**Text section:**
--- --- ---
But if this, or any considerable part of it, is true, how comes it that the number of students at Cambridge is exceeded any where else in the country, as it was exceeded last year in three other colleges? This is a problem, which, on our premises, we may be fairly called on to solve.

One solution is to be found in the very fact of the greater thoroughness of the course. The requisitions for admission being higher than elsewhere, more time and money are required to prepare for it. And this being so, that large proportion of young persons, who care not so much to have the best education, as to have a tolerably good one, which will introduce them speedily into a profession, are to be expected rather to turn their steps in some other direction. This impediment to the multiplication of students we hope never to see removed. We would not have abrupt and exorbitant advances made in the terms of admission. But we hope to see Cambridge always as much in advance of its sister seminaries, as we believe it now to be, in respect to opportunities of proficiency for such as desire to have the best. One distinguishing advantage which it possesses in its affluent endowments is, that it can better afford than they to dispense with the income, to be collected from a large number of students. And one obligation to the literature of the country, thus devolved on it, is, that it should make itself a kind of model institution, constantly raising the standard of scholarship, and leading the way in improvements, which other institutions, with the benefit of such countenance, will then be justified and excited in their own due time to adopt.
--- --- ---
**Problems and tasks:**
- 1) Answer from the passage on Cambridge:
(a) In how many other colleges was the number of students at Cambridge exceeded last year?
(b) What at Cambridge is higher than elsewhere, so that more time and money are needed to prepare?
(c) What distinguishing advantage does Cambridge possess?
- 2) Print the entries below verbatim, line for line.

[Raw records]
--- --- ---
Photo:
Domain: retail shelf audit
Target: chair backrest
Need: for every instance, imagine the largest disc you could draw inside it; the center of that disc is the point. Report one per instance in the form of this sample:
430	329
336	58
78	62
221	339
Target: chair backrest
--- --- ---
**Solutions to the exercise:**
- 1)
(a) Three.
(b) The requisitions for admission.
(c) Its affluent endowments, which let it better afford to dispense with the income from a large number of students.

- 2)
Photo:
Domain: retail shelf audit
Target: chair backrest
Need: for every instance, imagine the largest disc you could draw inside it; the center of that disc is the point. Report one per instance in the form of this sample:
430	329
336	58
78	62
221	339
Target: chair backrest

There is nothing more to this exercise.